**CONSIGNA 1:** Según el editorial sobre Bin Laden, ¿de qué enfermedad habría muerto el líder de Al Qaeda, de acuerdo con L'Est Republicain?
**CONSIGNA 2:** Prosigue el editorial sobre la posible muerte de Bin Laden a partir de su última oración.

Editorial
Un mundo sin Bin Laden
Ayer sábado, el diario francés L'Est Republicain publicó la noticia de que Osama Bin Laden, líder de la red Al Qaeda, falleció en agosto pasado debido a una fiebre tifoidea, información que de ser confirmada cambiaría el panorama actual sobre la guerra contra el terrorismo impulsada por Washington tras los atentados del 11 de septiembre de 2001 reivindicados por Al Qaeda, la cual ha derivado en un recorte de las libertades individuales y ha provocado una peligrosa fragmentación y proliferación de organizaciones islámicas radicales. De hecho, numerosos analistas en todo el mundo han denunciado que esa estrategia del gobierno de George W. Bush, invasión de Irak incluida, no ha logrado reducir el riesgo de más atentados terroristas, como era su objetivo; por el contrario, ha extendido la posibilidad de otros ataques en países de Asia y Europa, como los atentados en Londres, en julio de 2005, Bali, en octubre de 2005; y Madrid, en marzo de 2004.
De acuerdo con el rotativo francés, los servicios de inteligencia de Arabia Saudita, con base en "una fuente habitualmente confiable", están convencidos de que Bin Laden sufrió una grave crisis tifoidea en Pakistán, la cual no pudo ser atendida médicamente a causa del aislamiento y del perpetuo estado de fuga en el que ha vivido el líder de Al Qaeda desde que una fuerza invasora encabezada por Estados Unidos derrocó, en noviembre de 2001, al régimen talibán que imperaba en Afganistán y que le dio refugio ante la persecución de que era objeto por las fuerzas estadunidenses. Desde entonces, Bin Laden permanecía escondido en la zona montañosa de Pakistán, fronteriza con territorio afgano. Hasta el momento, ni Arabia Saudita, ni Pakistán, ni el gobierno de Bush y tampoco las autoridades de Francia y Gran Bretaña han podido confirmar su deceso.

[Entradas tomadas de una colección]
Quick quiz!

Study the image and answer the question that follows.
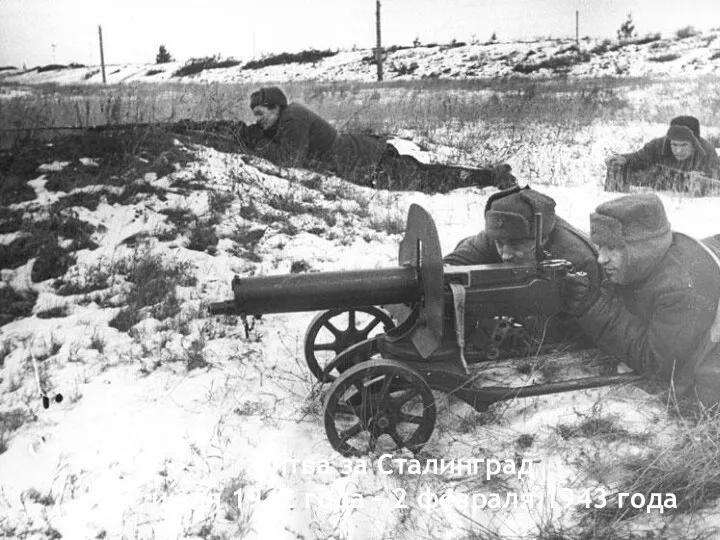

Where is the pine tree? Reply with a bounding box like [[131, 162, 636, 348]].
[[618, 13, 636, 39], [155, 45, 173, 64]]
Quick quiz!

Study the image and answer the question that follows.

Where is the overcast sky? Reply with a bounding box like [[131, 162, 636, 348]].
[[0, 0, 720, 67]]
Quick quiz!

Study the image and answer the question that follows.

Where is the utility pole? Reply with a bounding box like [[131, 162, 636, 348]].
[[575, 10, 580, 46], [98, 24, 107, 84], [375, 0, 382, 81]]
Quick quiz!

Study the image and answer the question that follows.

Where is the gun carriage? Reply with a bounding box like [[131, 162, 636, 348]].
[[209, 204, 639, 456]]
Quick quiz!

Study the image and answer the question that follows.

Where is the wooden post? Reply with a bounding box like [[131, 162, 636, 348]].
[[575, 10, 580, 45], [375, 0, 382, 81], [98, 24, 107, 84]]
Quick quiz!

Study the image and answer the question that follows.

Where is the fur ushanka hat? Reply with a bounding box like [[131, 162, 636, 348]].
[[250, 86, 287, 109], [590, 193, 672, 284], [485, 187, 555, 241]]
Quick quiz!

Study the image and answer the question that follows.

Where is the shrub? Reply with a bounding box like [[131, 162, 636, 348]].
[[108, 252, 197, 332], [675, 26, 698, 39], [648, 53, 680, 62], [243, 49, 337, 69], [36, 305, 70, 319], [155, 45, 173, 64], [172, 56, 240, 77], [513, 53, 590, 74], [187, 223, 218, 255], [37, 64, 68, 73], [0, 287, 38, 326], [618, 14, 636, 40]]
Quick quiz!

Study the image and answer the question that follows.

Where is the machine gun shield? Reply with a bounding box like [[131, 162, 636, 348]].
[[398, 204, 443, 358]]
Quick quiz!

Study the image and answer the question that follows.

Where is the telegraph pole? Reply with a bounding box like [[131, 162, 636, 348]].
[[575, 10, 580, 45], [98, 24, 107, 84], [375, 0, 382, 81]]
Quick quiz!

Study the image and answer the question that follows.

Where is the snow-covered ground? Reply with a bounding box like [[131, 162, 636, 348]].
[[0, 119, 720, 539], [0, 30, 720, 84], [0, 32, 720, 540]]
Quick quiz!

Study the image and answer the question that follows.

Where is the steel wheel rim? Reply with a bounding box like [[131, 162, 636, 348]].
[[304, 306, 395, 383], [325, 360, 436, 457]]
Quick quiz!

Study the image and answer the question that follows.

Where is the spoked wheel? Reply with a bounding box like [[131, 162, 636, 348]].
[[305, 306, 395, 382], [325, 360, 436, 457]]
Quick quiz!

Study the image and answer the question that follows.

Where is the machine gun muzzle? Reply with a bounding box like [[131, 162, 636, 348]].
[[209, 266, 422, 316], [209, 204, 443, 356]]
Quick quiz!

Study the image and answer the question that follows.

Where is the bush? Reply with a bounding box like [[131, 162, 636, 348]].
[[243, 49, 337, 69], [648, 53, 680, 62], [0, 287, 38, 326], [513, 53, 590, 75], [618, 14, 636, 40], [172, 56, 240, 77], [155, 45, 173, 64], [37, 64, 68, 73], [675, 26, 698, 39]]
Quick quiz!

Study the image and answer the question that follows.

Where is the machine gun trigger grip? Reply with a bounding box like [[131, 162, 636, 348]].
[[242, 315, 259, 339]]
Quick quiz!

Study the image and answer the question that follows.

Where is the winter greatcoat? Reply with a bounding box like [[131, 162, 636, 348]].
[[443, 216, 601, 286], [249, 103, 516, 193], [579, 233, 720, 406], [623, 137, 720, 183], [443, 216, 602, 342], [254, 103, 386, 181]]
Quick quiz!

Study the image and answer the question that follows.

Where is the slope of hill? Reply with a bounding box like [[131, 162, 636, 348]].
[[0, 30, 720, 84]]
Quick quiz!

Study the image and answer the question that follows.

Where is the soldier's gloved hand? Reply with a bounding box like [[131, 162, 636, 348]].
[[561, 272, 600, 317], [492, 163, 517, 189]]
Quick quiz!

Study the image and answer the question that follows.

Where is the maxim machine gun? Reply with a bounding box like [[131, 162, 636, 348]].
[[209, 204, 638, 456]]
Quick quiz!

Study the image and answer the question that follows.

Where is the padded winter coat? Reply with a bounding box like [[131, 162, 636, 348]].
[[623, 137, 720, 178], [443, 216, 602, 346], [579, 233, 720, 405], [254, 103, 386, 177]]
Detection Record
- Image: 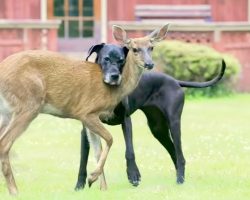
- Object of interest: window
[52,0,94,38]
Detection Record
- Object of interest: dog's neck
[121,50,144,97]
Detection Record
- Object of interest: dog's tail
[178,60,226,88]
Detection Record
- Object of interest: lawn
[0,95,250,200]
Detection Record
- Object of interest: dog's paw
[176,176,185,184]
[127,163,141,187]
[75,181,86,191]
[88,172,99,187]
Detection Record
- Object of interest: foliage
[153,41,240,96]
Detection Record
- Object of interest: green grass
[0,95,250,200]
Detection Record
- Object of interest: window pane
[69,21,79,37]
[82,21,94,37]
[82,0,93,16]
[58,21,64,38]
[69,0,79,16]
[54,0,64,16]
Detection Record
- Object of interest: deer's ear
[86,43,105,61]
[123,47,129,58]
[148,24,170,42]
[112,25,131,46]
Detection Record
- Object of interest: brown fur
[0,24,170,194]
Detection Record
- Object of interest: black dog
[75,43,226,190]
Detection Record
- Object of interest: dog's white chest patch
[41,104,63,116]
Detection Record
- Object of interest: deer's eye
[148,47,154,51]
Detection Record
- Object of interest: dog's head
[86,43,128,85]
[113,24,169,69]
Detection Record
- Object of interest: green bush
[153,41,241,96]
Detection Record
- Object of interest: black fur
[75,44,226,190]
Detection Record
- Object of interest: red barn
[0,0,250,92]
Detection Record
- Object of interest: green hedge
[153,41,241,96]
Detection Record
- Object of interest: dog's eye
[104,57,110,62]
[133,48,139,53]
[148,47,154,51]
[118,60,124,64]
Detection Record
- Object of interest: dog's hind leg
[170,119,186,184]
[86,129,107,190]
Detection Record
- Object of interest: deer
[0,24,169,195]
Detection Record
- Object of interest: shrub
[153,41,240,96]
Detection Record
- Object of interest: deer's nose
[144,63,154,69]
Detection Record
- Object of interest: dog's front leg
[122,116,141,186]
[75,127,89,191]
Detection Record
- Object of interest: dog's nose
[145,63,154,69]
[110,74,119,81]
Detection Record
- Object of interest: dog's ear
[86,43,105,61]
[123,47,129,58]
[148,24,170,42]
[112,25,131,46]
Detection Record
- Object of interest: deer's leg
[0,111,38,195]
[87,129,107,190]
[83,115,113,186]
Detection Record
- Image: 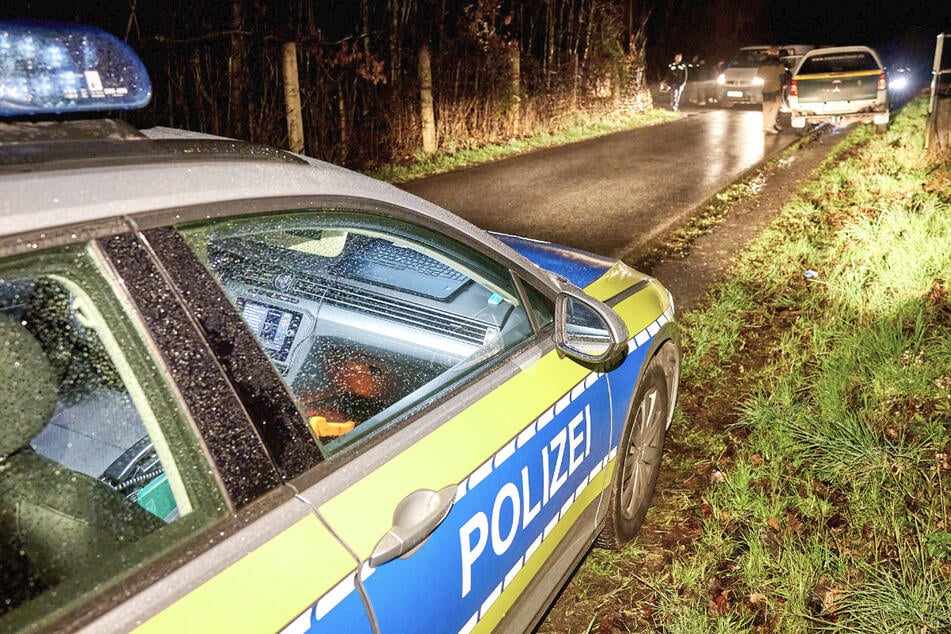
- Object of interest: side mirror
[555,290,628,372]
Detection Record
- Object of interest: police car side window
[181,212,550,454]
[0,245,220,629]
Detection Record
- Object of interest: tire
[596,355,672,549]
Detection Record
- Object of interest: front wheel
[597,357,671,549]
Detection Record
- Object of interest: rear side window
[181,210,552,454]
[730,48,769,68]
[0,241,224,629]
[799,51,880,75]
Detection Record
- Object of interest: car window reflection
[183,216,550,453]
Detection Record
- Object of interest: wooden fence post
[283,42,304,154]
[509,42,522,135]
[419,44,436,154]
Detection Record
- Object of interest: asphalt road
[400,108,798,261]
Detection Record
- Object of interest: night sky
[648,0,951,73]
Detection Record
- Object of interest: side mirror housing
[555,289,628,372]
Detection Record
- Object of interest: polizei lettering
[459,405,591,597]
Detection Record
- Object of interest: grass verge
[541,96,951,634]
[370,108,683,183]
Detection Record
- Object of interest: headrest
[0,315,57,458]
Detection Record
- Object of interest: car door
[0,237,231,630]
[162,209,624,631]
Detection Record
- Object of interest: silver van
[717,44,815,108]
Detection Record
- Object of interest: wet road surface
[400,108,799,260]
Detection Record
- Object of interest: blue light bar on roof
[0,20,152,116]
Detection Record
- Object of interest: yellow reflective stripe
[463,440,617,632]
[135,515,356,634]
[612,281,670,334]
[796,70,882,81]
[320,351,588,558]
[584,262,647,301]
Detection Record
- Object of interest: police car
[0,21,680,632]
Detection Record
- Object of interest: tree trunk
[228,0,249,139]
[509,42,522,135]
[282,42,304,154]
[419,44,436,154]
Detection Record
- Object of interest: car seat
[0,315,163,601]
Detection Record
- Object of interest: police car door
[264,220,612,632]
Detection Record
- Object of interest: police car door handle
[370,484,457,568]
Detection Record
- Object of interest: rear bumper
[790,110,889,128]
[717,86,763,106]
[789,98,889,128]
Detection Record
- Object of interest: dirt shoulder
[538,122,844,634]
[648,124,844,312]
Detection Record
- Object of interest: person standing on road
[665,53,687,112]
[756,46,786,134]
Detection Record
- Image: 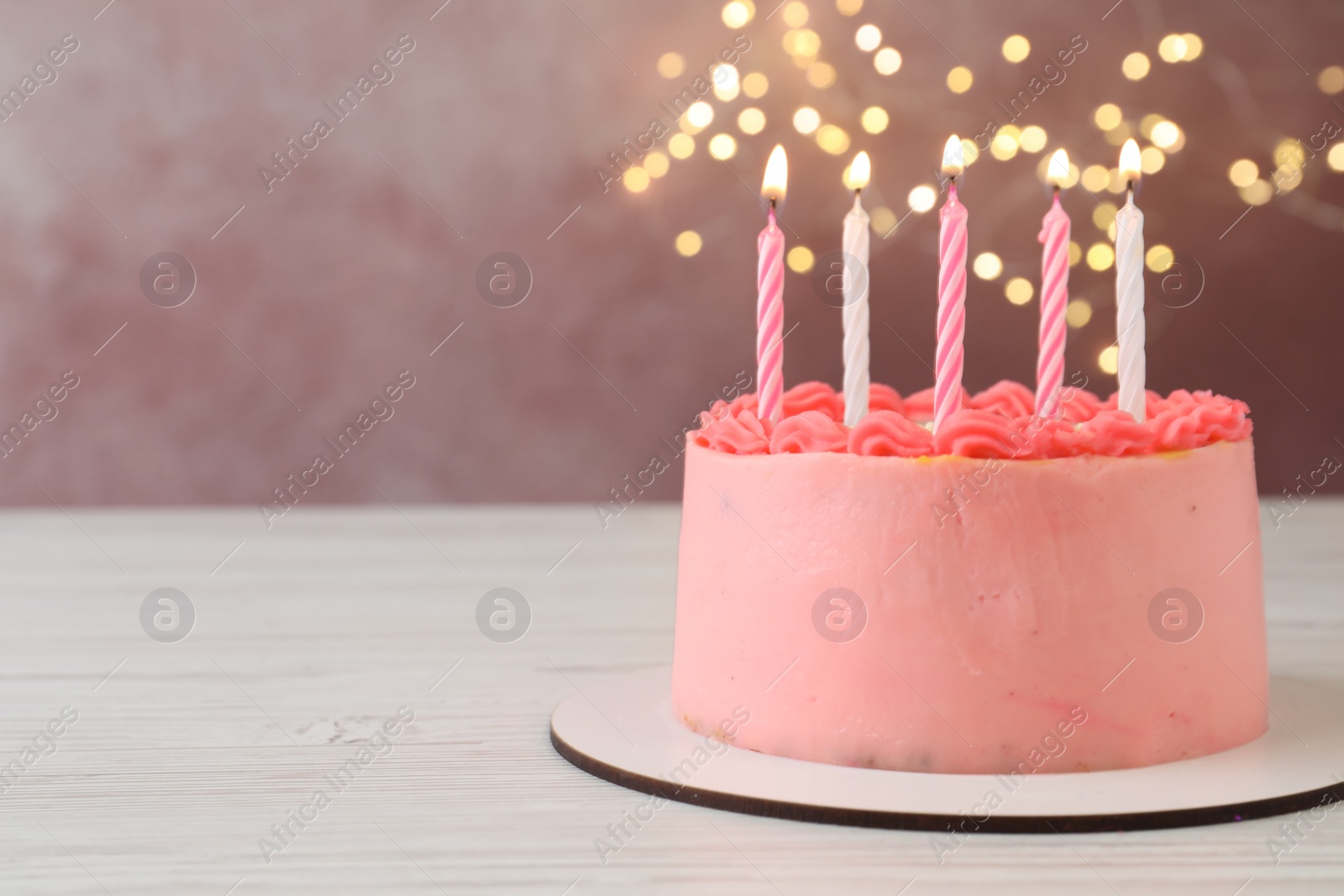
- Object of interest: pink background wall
[0,0,1344,505]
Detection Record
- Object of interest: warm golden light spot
[948,65,976,92]
[672,230,704,258]
[1153,121,1180,149]
[817,125,849,156]
[780,0,808,29]
[1236,180,1274,206]
[869,206,898,237]
[906,184,938,215]
[1003,34,1031,62]
[710,134,738,161]
[1138,146,1167,175]
[1326,144,1344,170]
[858,106,891,134]
[1017,125,1050,152]
[872,47,900,76]
[621,165,649,193]
[738,107,764,134]
[723,0,755,29]
[784,246,817,274]
[1093,102,1124,130]
[1144,244,1176,274]
[1082,165,1110,193]
[970,253,1004,280]
[1274,165,1302,193]
[1093,203,1120,230]
[1158,34,1189,62]
[1102,121,1134,146]
[711,63,742,102]
[668,134,695,159]
[808,62,836,90]
[1087,244,1116,270]
[793,106,822,134]
[990,130,1017,161]
[853,25,882,52]
[1315,65,1344,97]
[1274,137,1306,168]
[643,149,672,177]
[659,52,685,78]
[1004,277,1037,305]
[1120,52,1153,81]
[1064,298,1091,329]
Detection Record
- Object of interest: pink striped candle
[932,134,968,432]
[1037,149,1071,418]
[757,146,789,423]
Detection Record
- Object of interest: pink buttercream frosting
[932,408,1021,458]
[869,383,906,414]
[690,380,1252,459]
[770,413,849,454]
[849,411,934,457]
[970,380,1037,418]
[1059,385,1100,423]
[690,406,771,454]
[784,380,844,421]
[1078,411,1153,457]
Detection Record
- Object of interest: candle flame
[1048,149,1073,190]
[942,134,966,177]
[845,152,872,191]
[1120,137,1144,183]
[761,145,789,202]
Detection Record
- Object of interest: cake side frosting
[672,438,1268,773]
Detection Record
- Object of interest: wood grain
[0,497,1344,896]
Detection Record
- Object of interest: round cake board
[551,666,1344,833]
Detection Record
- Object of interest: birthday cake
[672,383,1268,773]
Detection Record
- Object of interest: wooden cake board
[551,666,1344,834]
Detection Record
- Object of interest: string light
[672,230,704,258]
[872,47,900,76]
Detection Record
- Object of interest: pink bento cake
[672,381,1268,773]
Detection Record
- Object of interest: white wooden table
[0,497,1344,896]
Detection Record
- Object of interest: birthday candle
[757,146,789,423]
[932,134,966,432]
[1116,139,1147,423]
[840,152,871,426]
[1037,149,1070,418]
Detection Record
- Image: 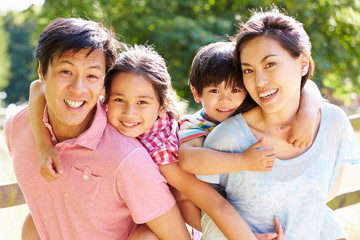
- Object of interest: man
[4,18,189,239]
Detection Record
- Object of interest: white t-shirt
[198,103,360,240]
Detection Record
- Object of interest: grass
[0,129,360,240]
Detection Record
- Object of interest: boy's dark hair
[35,18,119,76]
[104,45,185,120]
[189,42,243,96]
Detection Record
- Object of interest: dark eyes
[243,69,253,74]
[265,62,275,68]
[209,89,219,93]
[232,88,241,93]
[243,62,276,74]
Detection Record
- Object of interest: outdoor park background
[0,0,360,240]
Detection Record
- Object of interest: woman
[199,8,360,240]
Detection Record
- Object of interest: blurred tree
[3,0,360,107]
[4,9,37,104]
[0,16,10,92]
[38,0,360,109]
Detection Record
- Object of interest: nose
[70,76,87,93]
[220,90,232,102]
[123,103,135,116]
[256,71,268,87]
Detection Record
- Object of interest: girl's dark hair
[104,45,185,120]
[35,18,119,76]
[189,42,240,96]
[234,7,315,110]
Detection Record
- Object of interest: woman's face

**RESPUESTA ESPERADA 1:** De una fiebre tifoidea.

**RESPUESTA ESPERADA 2:**
No es la primera vez que algún medio de comunicación afirma que Bin Laden ha muerto y tampoco que surgen versiones sobre el deterioro de su estado de salud, aunque nadie ha sido capaz de localizarlo para verificar o desmentir tales informaciones. De hecho, la última ocasión en que se tuvo noticiade él fue el 29 de junio pasado, cuando Al Qaeda difundió una cinta de audio con su voz. Adicionalmente, en más de cinco años Estados Unidos no ha logrado su captura ni su eliminación, pese a haber invadido Afganistán con ese propósito, lo que constituye la más clara evidencia del fracaso de Washington en la guerra contra el terrorismo.
Por otra parte, si efectivamente Bin Laden ya falleció, sin ninguna intervención de Estados Unidos, ello significaría una derrota moral para Washington, ya que no pudo llevarlo ante su justicia, según compromiso de Bush tras el 11/S, a la vez que se engrandecería la figura del líder de Al Qaeda en todo el mundo musulmán como el hombre que golpeó al imperio en su propia casa y lo venció al morir en libertad.
Además, la muerte de Bin Laden dejaría a Estados Unidos en un predicamento, ya que en la lucha contra el terrorismo se quedaría sin una cabeza visible a la cual culpar por todos sus males. En su lugar, como han denunciado expertos y analistas, quedaría una constelación de pequeñas células, especie de "franquicias" de Al Qaeda, desvinculadas entre sí y sin grandes personajes en su dirigencia: tales grupos conservarían una gran capacidad de atacar, a la vez que su destrucción o desarticulación carecería del impacto mediático que tanto gusta al gobierno de Bush, lo que también le dificultaría a las autoridades estadunidenses justificar las duras medidas de seguridad que conllevan limitar las libertades de sus ciudadanos y de personas de otras nacionalidades.
En ese contexto, mantener la guerra contra el terrorismo se está volviendo una tarea cada vez más difícil para Washington y sus aliados, como lo pone en evidencia la manifestación ocurrida ayer sábado en Manchester, Reino Unido, donde unas 30 mil personas exigieron la retirada de la tropas británicas de Afganistán e Irak.